What's needed is a word-for-word retyping of the entries below, pictures omitted.

PROVIDED INFORMATION Block Start

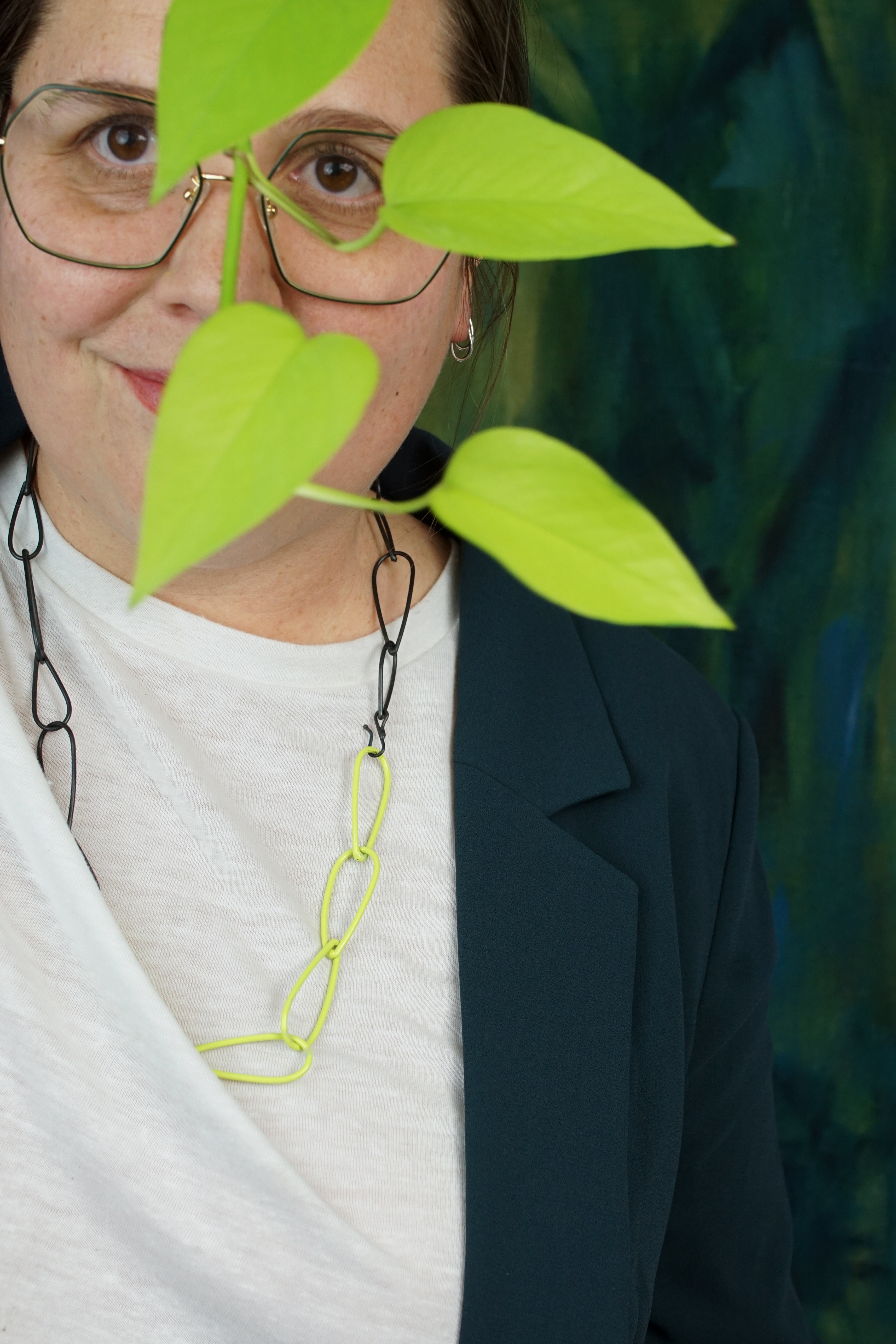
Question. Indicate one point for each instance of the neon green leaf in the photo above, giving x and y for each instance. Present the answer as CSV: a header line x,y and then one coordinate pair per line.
x,y
563,527
500,182
233,68
250,412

PROVIDED INFORMATION Block End

--- SOLUTION TO THIS TASK ---
Question. Indicate one point for each instance of the neon green leaf in the photo above, giving x and y for each instance. Present the answer as CSV: a header line x,y and then one coordinate pair per line.
x,y
563,527
500,182
233,68
250,412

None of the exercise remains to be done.